Exercise requirements:
[a] According to the text shown, in what year was The Art of Uncertainty published?
[b] Using the text shown, decide whether each statement agrees with it: (i) David Spiegelhalter is Emeritus Professor of Statistics at the University of Cambridge; (ii) The Art of Statistics was published in 2024; (iii) in 2011 Spiegelhalter came 7th in an episode of Winter Wipeout. For each, answer yes or no and quote the words of the text that decide it.
[c] Summarize the text shown in three sentences.

### Text shown

She is a fellow of the Royal Society of Literature, and the Chancellor of the University of Essex. Her essays and literary criticism have appeared in publications including the Guardian, the Observer, the Financial Times and the London Review of Books, and her work has been translated into 27 languages.
Professor Sir David Spiegelhalter
Professor Sir David Spiegelhalter FRS OBE is Emeritus Professor of Statistics at the University of Cambridge, and a Non-Executive Director of the UK Statistics Authority. He is a regular media commentator on statistical issues, and was very busy over the Covid crisis.
His bestselling book, The Art of Statistics, was published in 2019, and The Art of Uncertainty in 2024. His career highlights include appearing on Desert Island Discs in 2022, and in 2011 coming 7th in an episode of BBC1’s Winter Wipeout.

######
### Extracted entries

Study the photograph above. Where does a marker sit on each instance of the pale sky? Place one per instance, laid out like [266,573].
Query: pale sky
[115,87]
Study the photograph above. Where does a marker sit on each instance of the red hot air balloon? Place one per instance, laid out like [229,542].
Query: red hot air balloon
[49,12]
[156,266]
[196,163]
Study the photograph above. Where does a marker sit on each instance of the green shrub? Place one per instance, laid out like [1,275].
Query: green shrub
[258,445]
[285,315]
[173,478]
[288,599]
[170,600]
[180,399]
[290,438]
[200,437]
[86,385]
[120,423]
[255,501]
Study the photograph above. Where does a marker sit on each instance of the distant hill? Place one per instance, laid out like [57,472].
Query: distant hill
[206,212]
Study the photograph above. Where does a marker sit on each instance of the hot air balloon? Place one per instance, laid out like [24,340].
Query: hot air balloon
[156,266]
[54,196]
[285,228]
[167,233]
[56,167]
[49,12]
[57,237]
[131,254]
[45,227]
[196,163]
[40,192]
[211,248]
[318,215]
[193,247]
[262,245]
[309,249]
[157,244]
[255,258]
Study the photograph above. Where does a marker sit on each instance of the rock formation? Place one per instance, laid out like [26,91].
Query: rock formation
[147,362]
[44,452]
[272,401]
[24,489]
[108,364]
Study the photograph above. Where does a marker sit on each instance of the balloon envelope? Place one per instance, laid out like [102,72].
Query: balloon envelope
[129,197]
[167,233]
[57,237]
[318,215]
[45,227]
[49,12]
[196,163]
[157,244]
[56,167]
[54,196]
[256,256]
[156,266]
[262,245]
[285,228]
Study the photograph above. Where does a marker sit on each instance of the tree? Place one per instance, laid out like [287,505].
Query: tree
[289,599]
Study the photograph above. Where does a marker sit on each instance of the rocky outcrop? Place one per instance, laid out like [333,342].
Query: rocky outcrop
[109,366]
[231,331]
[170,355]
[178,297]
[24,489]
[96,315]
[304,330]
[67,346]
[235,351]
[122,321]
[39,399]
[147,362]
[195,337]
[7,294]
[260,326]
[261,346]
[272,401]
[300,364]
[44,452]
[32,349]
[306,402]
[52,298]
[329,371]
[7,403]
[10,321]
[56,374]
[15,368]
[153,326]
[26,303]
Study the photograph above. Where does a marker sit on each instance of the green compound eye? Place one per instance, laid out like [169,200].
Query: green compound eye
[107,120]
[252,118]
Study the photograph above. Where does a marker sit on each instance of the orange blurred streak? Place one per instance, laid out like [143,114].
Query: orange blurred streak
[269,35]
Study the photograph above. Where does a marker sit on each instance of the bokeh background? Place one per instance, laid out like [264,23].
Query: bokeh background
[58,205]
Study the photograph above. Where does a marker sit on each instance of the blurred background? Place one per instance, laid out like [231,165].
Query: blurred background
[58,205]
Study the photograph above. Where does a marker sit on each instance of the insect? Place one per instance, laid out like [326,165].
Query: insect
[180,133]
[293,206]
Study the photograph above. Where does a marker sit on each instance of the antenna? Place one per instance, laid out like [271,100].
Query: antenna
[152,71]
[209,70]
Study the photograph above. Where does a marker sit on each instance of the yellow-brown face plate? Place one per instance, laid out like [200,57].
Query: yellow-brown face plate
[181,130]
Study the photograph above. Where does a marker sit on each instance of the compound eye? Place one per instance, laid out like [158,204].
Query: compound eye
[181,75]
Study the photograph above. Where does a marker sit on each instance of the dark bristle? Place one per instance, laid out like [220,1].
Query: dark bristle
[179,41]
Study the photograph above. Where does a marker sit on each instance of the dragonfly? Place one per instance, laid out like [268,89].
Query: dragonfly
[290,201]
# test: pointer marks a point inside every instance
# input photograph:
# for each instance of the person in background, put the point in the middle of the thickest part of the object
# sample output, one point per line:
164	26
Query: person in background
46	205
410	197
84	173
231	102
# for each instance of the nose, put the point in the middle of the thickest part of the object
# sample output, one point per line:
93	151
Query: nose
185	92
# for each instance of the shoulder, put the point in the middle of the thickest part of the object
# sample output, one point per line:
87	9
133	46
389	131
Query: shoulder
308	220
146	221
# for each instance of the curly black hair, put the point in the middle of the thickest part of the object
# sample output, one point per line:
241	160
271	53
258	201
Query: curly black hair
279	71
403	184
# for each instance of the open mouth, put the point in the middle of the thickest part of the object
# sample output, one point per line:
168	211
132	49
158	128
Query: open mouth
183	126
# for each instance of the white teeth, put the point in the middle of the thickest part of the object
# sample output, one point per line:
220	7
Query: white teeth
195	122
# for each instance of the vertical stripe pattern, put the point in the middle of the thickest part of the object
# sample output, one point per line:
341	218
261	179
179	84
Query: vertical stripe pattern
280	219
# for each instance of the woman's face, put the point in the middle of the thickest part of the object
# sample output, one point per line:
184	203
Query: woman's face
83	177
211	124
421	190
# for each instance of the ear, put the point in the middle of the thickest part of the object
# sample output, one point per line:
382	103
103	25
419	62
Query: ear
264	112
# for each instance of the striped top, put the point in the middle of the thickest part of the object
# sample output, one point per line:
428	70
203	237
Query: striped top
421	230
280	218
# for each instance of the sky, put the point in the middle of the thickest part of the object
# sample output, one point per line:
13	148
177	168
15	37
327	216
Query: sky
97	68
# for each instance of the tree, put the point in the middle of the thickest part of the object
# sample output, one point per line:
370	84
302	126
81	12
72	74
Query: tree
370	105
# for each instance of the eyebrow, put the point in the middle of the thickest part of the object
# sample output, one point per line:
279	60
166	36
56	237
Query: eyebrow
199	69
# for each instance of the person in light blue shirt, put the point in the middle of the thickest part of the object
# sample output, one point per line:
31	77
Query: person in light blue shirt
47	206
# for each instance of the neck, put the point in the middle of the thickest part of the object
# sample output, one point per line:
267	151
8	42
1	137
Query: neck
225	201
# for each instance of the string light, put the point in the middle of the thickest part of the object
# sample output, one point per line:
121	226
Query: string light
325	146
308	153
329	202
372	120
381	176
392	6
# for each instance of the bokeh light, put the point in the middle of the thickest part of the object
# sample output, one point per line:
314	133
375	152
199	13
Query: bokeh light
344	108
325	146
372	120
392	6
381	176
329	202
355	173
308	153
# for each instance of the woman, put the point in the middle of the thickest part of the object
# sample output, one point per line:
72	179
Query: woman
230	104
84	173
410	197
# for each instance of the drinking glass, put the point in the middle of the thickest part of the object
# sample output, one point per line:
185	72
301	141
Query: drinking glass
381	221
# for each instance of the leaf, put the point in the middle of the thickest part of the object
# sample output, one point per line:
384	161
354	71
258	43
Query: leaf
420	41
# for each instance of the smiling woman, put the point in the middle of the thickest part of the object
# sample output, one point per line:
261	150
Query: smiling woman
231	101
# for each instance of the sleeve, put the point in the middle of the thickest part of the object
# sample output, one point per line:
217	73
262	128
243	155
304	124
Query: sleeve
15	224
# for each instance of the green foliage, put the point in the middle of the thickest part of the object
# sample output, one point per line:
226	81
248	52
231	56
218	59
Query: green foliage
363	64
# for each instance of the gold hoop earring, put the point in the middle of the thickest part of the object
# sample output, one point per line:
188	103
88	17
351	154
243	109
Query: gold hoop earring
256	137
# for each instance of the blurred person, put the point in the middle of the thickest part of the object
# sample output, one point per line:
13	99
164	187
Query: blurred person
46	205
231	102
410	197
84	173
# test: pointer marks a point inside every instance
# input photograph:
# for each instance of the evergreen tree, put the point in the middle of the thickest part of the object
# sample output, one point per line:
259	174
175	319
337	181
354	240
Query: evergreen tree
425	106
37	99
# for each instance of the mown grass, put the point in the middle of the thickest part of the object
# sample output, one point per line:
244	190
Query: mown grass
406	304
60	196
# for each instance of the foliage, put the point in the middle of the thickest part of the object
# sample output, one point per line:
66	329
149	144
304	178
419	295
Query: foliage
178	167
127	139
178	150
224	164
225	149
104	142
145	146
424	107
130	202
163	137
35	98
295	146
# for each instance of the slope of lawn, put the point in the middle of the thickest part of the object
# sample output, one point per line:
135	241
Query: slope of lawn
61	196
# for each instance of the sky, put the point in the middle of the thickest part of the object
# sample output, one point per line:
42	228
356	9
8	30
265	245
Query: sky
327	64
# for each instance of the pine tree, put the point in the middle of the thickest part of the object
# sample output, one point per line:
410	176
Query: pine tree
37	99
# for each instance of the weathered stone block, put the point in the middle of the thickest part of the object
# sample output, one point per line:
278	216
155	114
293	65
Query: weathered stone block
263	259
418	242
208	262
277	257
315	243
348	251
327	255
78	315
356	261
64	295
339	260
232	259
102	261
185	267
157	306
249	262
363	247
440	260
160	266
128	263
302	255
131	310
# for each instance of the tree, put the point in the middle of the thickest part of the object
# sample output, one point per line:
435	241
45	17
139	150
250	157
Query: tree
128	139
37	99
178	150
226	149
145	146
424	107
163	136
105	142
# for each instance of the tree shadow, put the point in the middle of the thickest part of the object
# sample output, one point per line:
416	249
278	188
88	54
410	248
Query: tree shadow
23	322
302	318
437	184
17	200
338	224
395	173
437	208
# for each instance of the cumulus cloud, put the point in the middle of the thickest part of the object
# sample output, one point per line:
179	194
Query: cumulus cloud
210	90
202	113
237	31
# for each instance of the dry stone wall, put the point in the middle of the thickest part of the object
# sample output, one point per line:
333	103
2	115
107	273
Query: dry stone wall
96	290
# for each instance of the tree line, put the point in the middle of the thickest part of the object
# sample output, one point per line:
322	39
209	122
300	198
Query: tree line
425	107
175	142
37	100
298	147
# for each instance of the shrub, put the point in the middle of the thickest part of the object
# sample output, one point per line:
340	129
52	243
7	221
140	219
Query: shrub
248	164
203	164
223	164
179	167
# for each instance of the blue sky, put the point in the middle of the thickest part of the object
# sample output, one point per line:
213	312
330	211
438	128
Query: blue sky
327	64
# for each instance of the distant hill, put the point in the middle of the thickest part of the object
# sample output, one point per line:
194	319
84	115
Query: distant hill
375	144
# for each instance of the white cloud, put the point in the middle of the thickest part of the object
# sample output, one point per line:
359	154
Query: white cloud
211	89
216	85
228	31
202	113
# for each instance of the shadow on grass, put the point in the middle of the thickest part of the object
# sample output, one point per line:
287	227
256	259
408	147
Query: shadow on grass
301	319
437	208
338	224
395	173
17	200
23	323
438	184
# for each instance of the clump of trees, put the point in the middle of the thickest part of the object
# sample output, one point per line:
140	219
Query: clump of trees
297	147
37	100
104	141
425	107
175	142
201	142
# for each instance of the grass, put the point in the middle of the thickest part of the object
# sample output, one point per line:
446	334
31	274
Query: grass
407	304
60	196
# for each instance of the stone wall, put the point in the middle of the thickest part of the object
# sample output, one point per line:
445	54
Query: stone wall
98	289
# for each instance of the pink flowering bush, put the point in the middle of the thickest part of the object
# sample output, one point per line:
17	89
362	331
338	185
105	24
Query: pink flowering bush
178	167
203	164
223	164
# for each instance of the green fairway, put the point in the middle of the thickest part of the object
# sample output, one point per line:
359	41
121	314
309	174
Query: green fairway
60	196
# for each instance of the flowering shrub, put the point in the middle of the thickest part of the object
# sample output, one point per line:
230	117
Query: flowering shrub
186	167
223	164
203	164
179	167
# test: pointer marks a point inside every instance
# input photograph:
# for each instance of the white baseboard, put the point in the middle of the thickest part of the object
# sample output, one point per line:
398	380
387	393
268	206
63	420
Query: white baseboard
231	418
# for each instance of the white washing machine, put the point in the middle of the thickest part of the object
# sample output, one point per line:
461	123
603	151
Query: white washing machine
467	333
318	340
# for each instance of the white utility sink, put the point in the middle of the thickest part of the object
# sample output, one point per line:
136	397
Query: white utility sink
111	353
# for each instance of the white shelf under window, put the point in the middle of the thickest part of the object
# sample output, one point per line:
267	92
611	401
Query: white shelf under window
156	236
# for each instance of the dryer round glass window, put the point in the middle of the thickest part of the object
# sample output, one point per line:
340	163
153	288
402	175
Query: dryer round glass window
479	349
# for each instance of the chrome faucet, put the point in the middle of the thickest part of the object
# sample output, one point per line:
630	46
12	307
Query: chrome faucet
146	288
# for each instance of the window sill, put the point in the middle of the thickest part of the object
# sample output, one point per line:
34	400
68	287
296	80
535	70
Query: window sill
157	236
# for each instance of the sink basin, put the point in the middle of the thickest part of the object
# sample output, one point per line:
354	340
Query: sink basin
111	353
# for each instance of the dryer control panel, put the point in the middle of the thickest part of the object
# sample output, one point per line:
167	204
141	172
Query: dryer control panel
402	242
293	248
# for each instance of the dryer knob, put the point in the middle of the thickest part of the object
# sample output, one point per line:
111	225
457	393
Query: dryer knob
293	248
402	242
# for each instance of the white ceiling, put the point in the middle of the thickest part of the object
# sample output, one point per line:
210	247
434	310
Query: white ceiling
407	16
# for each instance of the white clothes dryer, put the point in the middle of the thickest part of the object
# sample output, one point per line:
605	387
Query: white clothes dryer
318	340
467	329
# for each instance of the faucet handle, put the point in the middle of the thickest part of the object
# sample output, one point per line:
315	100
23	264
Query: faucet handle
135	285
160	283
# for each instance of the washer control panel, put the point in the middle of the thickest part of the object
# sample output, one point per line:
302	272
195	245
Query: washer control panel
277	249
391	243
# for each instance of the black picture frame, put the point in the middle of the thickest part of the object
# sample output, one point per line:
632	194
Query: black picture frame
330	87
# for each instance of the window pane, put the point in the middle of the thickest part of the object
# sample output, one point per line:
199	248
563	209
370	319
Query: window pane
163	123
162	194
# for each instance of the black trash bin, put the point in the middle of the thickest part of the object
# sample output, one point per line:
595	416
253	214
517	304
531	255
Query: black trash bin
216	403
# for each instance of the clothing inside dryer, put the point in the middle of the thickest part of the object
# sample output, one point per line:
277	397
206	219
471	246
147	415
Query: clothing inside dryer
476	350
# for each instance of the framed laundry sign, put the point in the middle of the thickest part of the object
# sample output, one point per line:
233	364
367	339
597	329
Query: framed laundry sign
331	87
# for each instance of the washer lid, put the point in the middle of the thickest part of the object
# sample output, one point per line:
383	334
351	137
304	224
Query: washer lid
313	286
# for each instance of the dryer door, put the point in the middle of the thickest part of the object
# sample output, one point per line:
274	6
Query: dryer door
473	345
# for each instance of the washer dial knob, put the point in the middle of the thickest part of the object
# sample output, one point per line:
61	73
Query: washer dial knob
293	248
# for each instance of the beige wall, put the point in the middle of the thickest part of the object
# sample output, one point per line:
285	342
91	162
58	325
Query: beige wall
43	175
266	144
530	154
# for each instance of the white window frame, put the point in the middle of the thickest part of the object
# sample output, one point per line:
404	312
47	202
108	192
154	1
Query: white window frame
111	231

######

Exercise solutions:
[a] 2024

[b]
(i) Yes: "Emeritus Professor of Statistics at the University of Cambridge"
(ii) No: "The Art of Statistics, was published in 2019"
(iii) Yes: "in 2011 coming 7th in an episode of BBC1’s Winter Wipeout"

[c] The text first describes a woman who is a fellow of the Royal Society of Literature and Chancellor of the University of Essex, and whose writing has appeared in major publications and been translated into 27 languages. It then presents Professor Sir David Spiegelhalter, Emeritus Professor of Statistics at the University of Cambridge and a Non-Executive Director of the UK Statistics Authority, who regularly comments on statistics in the media. His books include The Art of Statistics (2019) and The Art of Uncertainty (2024), and his career highlights include Desert Island Discs in 2022 and seventh place in an episode of Winter Wipeout in 2011.